[Point annotation dataset records]
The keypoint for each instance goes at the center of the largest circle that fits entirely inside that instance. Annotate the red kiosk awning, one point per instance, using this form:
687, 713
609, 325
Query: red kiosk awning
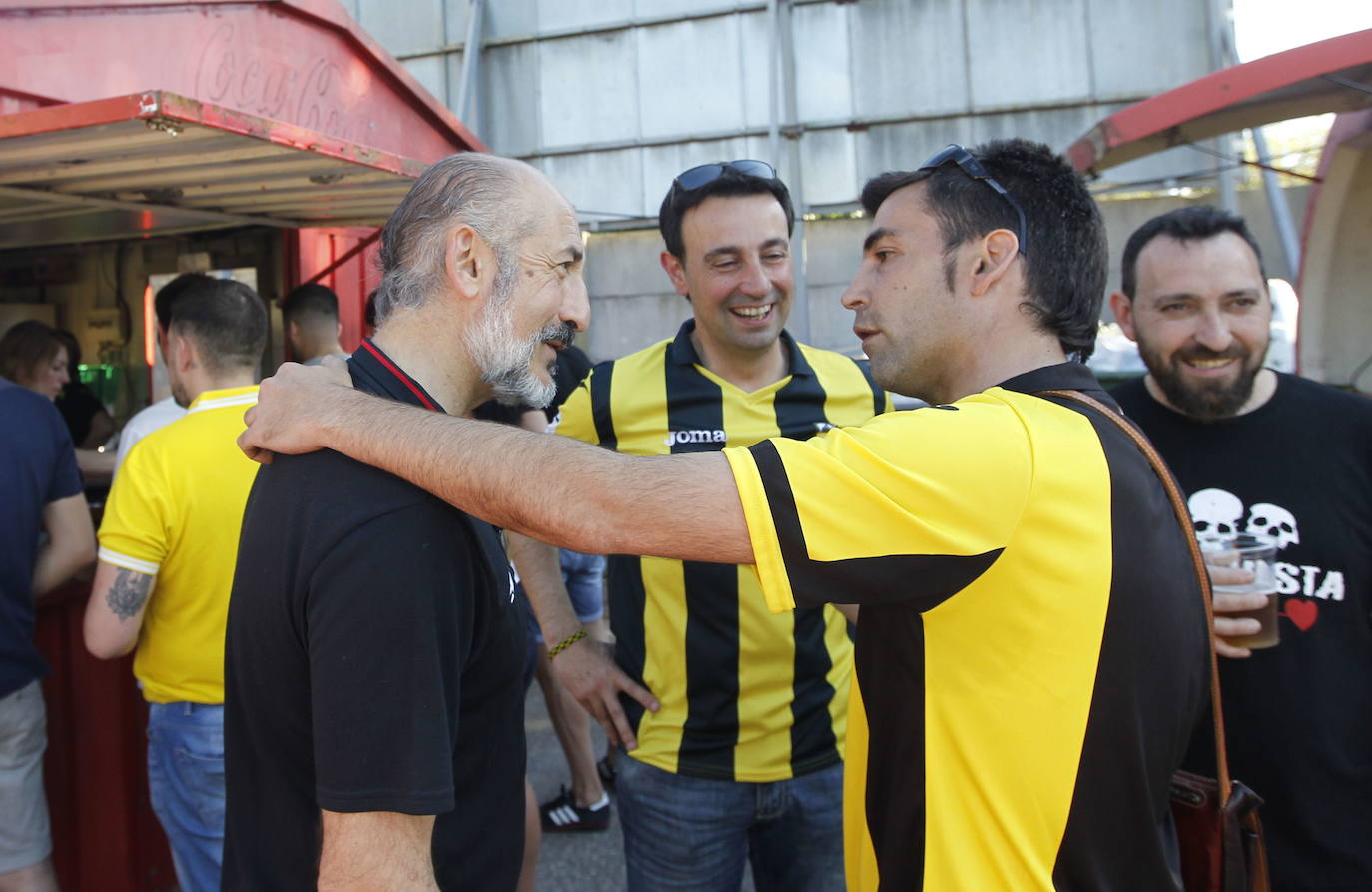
151, 117
155, 164
1330, 76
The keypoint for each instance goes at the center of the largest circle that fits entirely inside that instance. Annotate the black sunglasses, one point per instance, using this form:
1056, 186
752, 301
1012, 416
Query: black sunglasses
701, 175
971, 166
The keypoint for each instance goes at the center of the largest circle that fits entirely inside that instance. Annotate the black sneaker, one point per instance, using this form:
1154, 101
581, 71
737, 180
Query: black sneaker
564, 814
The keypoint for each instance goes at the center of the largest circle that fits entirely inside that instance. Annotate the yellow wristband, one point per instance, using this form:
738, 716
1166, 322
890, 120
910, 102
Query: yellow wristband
565, 644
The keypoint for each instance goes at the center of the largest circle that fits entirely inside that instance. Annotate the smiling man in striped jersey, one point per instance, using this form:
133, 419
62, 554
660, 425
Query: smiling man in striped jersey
744, 759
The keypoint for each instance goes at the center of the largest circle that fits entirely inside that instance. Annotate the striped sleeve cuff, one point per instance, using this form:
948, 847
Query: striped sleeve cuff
767, 557
114, 558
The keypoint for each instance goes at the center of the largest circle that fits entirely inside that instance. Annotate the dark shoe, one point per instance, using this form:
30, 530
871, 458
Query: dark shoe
564, 814
605, 767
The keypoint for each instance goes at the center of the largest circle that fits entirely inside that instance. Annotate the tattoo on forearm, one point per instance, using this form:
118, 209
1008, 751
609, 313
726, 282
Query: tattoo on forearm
128, 593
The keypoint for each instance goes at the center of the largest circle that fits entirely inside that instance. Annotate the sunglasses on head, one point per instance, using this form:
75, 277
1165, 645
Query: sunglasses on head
973, 168
701, 175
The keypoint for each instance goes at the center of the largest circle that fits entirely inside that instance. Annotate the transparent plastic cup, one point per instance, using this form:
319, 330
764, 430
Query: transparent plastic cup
1254, 553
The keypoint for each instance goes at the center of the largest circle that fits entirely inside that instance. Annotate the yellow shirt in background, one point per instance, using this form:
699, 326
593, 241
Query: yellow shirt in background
175, 512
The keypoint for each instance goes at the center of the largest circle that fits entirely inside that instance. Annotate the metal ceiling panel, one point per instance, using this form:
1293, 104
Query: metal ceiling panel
824, 87
509, 98
157, 162
403, 28
556, 15
602, 186
1143, 48
829, 168
1330, 76
431, 72
1047, 37
754, 69
683, 91
913, 58
587, 91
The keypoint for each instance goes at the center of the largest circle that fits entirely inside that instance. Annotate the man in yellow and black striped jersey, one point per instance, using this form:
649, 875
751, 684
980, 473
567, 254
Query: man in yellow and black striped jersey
1030, 650
744, 758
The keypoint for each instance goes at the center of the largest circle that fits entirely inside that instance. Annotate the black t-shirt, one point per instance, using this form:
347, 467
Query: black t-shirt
372, 663
1298, 715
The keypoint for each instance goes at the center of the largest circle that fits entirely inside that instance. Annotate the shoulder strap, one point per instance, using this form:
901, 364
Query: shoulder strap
1184, 519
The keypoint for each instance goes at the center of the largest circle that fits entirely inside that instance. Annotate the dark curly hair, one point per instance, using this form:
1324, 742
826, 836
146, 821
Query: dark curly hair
1064, 258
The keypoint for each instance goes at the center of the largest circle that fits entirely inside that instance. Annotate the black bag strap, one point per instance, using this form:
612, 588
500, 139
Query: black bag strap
1178, 506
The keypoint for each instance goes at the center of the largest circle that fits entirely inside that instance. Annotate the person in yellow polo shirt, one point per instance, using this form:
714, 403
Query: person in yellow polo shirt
168, 546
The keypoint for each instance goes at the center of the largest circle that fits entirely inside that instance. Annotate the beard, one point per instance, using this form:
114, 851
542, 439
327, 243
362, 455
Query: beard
1205, 400
505, 360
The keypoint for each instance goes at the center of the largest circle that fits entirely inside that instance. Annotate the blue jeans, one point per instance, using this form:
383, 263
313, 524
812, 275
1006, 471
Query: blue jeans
186, 778
692, 833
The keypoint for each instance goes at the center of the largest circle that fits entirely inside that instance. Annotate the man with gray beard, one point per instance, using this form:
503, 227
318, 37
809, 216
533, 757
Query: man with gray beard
373, 714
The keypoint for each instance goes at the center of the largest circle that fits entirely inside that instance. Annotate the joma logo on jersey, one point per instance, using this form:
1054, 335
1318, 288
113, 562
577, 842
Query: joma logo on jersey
694, 437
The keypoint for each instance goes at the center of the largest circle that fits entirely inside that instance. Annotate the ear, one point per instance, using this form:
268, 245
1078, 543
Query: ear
468, 261
182, 355
675, 272
991, 263
1122, 308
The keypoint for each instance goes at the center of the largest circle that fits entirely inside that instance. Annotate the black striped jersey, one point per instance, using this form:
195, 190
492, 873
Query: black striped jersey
1030, 649
745, 694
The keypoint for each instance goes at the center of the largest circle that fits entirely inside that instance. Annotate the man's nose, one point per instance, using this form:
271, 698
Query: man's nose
1214, 333
576, 304
854, 296
755, 283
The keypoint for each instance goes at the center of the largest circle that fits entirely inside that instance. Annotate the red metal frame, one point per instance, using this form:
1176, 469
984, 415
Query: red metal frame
1240, 96
171, 109
300, 62
297, 73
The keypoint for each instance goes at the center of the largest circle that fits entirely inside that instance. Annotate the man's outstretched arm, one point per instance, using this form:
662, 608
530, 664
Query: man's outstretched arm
552, 488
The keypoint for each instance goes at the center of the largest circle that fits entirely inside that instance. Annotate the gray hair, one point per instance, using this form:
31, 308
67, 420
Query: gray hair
481, 191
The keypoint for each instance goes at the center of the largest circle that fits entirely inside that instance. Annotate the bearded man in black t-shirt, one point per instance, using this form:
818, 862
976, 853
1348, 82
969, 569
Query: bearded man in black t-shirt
1275, 454
373, 705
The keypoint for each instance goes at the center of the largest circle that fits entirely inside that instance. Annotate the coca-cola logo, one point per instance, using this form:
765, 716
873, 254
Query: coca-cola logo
239, 77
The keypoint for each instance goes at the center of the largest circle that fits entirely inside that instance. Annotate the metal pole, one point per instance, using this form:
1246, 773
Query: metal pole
1280, 210
1221, 57
773, 85
468, 105
800, 307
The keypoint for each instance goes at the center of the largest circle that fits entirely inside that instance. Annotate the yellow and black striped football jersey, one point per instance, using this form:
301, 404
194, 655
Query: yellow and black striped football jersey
1030, 648
745, 694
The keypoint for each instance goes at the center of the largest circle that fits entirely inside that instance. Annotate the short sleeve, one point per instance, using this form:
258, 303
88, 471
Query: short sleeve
576, 418
388, 626
139, 514
910, 506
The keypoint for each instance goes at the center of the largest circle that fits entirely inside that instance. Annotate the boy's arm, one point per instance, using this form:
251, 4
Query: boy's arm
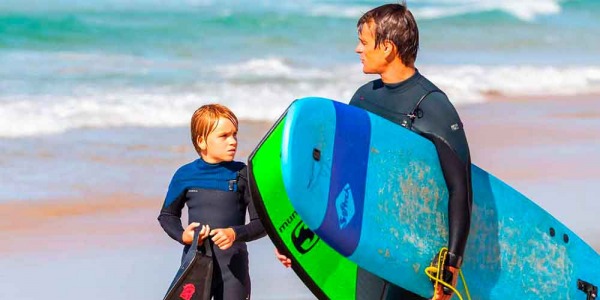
170, 216
254, 229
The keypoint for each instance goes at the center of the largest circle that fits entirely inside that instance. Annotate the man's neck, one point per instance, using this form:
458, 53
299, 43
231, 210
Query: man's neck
397, 73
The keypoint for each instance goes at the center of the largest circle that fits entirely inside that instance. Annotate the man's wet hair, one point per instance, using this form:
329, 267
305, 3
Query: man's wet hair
395, 23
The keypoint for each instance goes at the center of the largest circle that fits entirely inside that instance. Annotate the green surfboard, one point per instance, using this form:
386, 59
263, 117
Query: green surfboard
325, 272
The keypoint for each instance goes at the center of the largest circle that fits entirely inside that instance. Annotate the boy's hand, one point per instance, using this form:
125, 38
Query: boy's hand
188, 233
223, 237
283, 259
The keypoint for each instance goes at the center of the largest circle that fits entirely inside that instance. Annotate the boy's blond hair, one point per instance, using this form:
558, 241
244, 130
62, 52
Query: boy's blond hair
205, 119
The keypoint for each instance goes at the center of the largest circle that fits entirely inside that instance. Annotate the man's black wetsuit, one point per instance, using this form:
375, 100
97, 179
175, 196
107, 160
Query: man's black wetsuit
216, 195
419, 105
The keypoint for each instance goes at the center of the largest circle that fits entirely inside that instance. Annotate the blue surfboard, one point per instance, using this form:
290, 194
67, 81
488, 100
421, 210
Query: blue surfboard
374, 191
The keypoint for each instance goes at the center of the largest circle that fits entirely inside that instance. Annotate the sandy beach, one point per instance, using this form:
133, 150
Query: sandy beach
112, 246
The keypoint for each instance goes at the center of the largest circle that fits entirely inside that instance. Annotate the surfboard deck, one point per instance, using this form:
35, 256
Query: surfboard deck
374, 191
326, 273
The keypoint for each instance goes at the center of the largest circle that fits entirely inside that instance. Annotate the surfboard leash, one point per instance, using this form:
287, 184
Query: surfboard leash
435, 273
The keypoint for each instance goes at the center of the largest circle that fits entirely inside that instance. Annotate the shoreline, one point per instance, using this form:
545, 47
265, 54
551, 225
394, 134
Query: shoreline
515, 147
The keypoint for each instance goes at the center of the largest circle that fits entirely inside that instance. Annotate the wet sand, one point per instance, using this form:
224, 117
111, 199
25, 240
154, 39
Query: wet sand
548, 149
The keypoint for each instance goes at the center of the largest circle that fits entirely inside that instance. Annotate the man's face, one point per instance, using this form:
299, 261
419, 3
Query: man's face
373, 59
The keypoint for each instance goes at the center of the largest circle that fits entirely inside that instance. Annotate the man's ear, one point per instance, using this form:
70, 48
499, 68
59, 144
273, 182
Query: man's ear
201, 143
389, 49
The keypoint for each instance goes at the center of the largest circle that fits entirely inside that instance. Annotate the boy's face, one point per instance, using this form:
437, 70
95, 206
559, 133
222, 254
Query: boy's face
373, 59
220, 144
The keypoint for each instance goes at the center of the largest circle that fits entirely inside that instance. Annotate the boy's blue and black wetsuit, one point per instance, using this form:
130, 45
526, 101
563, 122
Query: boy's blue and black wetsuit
216, 195
420, 106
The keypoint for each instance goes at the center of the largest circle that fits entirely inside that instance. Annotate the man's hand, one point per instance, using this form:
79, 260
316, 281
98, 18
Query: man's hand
441, 292
223, 237
283, 259
188, 234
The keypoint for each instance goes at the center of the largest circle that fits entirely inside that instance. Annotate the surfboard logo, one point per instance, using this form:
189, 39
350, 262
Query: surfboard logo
344, 203
303, 238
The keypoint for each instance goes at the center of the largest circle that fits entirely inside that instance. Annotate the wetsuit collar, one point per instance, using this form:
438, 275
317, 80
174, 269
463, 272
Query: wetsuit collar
403, 84
205, 165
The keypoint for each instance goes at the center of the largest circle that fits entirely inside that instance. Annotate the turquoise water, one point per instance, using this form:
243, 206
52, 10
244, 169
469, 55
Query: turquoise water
104, 63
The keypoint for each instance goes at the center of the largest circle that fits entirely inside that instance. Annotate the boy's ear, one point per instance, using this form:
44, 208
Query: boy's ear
201, 143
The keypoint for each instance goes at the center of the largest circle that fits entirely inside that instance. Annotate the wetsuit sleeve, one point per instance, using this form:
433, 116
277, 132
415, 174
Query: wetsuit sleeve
440, 124
170, 214
254, 229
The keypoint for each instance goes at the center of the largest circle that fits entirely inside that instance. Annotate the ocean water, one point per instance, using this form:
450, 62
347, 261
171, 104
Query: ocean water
69, 64
96, 96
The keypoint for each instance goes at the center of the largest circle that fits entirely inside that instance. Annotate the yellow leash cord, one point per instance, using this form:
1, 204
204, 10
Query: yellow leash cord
436, 273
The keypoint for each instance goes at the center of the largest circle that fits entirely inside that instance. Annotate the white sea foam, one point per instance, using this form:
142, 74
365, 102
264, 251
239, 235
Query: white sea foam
262, 89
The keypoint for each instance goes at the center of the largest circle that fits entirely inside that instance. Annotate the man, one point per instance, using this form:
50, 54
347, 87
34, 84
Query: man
388, 46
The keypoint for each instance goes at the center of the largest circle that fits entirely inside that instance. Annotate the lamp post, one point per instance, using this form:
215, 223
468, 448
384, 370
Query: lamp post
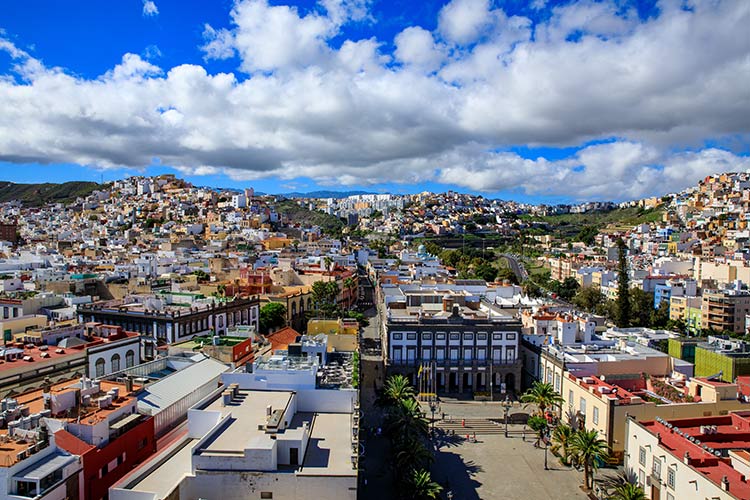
432, 410
506, 407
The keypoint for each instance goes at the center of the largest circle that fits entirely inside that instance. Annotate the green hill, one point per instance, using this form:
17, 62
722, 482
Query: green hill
35, 195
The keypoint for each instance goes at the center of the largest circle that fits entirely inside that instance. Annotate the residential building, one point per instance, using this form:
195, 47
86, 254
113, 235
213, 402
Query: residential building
701, 457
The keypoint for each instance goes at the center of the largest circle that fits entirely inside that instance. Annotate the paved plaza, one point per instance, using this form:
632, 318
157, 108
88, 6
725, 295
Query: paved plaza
496, 467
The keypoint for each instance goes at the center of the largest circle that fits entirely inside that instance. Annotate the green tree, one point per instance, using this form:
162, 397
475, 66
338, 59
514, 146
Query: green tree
561, 438
622, 318
420, 486
397, 388
325, 297
641, 307
589, 298
627, 491
588, 450
543, 395
272, 317
660, 315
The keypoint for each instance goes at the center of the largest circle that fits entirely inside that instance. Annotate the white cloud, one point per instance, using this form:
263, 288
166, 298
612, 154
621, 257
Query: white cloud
150, 9
416, 46
343, 114
463, 21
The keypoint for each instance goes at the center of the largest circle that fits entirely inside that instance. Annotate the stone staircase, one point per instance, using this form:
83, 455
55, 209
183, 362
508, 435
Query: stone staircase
480, 426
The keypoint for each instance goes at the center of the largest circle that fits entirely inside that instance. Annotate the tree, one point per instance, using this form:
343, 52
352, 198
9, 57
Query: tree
641, 307
325, 296
622, 318
420, 486
272, 317
588, 449
589, 298
543, 395
539, 425
561, 437
627, 491
397, 388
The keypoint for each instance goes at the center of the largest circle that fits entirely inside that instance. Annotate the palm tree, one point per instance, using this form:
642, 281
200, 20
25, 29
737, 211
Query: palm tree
407, 420
397, 388
627, 491
543, 395
561, 437
588, 449
412, 453
420, 486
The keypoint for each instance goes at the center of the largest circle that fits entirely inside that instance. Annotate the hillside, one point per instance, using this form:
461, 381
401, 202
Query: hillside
39, 194
330, 224
583, 227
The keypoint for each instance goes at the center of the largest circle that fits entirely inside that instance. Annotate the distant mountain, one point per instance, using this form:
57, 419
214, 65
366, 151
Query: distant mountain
325, 194
39, 194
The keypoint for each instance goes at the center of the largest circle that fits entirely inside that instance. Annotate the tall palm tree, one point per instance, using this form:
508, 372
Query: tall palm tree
407, 420
588, 449
627, 491
412, 453
420, 486
397, 388
543, 395
561, 438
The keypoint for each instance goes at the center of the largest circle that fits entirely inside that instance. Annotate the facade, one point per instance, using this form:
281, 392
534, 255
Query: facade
721, 357
466, 350
725, 310
702, 457
168, 320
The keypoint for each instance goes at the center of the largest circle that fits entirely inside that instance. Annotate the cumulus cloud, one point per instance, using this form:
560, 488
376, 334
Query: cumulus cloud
638, 98
150, 9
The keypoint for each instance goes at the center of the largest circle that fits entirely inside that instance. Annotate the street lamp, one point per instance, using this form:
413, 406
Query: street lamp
507, 404
433, 408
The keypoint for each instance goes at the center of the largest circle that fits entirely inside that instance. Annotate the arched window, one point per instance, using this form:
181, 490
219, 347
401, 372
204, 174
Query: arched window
99, 367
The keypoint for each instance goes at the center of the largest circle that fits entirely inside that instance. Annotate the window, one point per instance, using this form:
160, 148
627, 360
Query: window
671, 473
99, 367
656, 468
116, 363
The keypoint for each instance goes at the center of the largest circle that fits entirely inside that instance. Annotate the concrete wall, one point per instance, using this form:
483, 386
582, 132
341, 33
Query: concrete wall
250, 485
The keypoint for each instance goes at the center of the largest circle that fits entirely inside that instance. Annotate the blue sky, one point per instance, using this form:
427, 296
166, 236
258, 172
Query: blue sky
545, 101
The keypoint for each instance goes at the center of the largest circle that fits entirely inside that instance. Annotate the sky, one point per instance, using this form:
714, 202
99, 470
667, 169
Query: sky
540, 101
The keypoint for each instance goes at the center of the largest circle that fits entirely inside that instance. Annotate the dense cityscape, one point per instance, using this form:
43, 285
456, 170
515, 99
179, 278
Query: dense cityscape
163, 340
375, 250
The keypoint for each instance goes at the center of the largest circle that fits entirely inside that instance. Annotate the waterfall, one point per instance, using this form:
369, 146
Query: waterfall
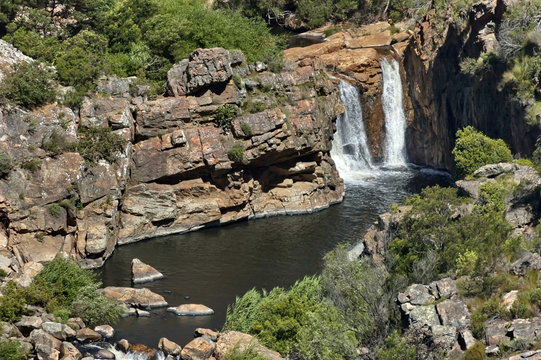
350, 145
395, 119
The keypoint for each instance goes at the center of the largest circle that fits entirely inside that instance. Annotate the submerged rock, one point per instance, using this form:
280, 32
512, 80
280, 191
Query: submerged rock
191, 310
143, 298
142, 272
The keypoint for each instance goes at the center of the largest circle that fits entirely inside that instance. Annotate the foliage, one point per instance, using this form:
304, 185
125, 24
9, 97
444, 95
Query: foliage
95, 308
12, 304
224, 114
248, 353
396, 347
82, 59
10, 350
5, 164
359, 291
298, 320
236, 153
96, 143
474, 149
430, 238
29, 85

## Written instruction
Look above for the line containing "the waterfall, one"; output that line and all lines after it through the last one exactly, without the pictures.

## Result of this exercise
The keypoint for each instance goes at the center of the largest circle that fits entirely inside that instance. Annotate the waterfall, one point per instance, using this form:
369, 146
Query: waterfall
350, 145
395, 119
The keypoint for each instance goes at the center of the largest circle that fits entirely inside that instance. Annotate the submerged rock, one point per instance, using this form:
280, 32
512, 80
280, 191
Query: submerged rock
191, 310
143, 298
142, 272
The keypoint for each instance goes at the center of the largest circle that fits entirely inside that instance. Annotate the foliage, one point per instance, using this form:
304, 185
125, 24
9, 97
444, 95
Query: foliage
95, 308
12, 304
224, 114
248, 353
396, 347
82, 59
10, 350
5, 164
359, 291
298, 320
236, 153
96, 143
474, 149
430, 238
29, 85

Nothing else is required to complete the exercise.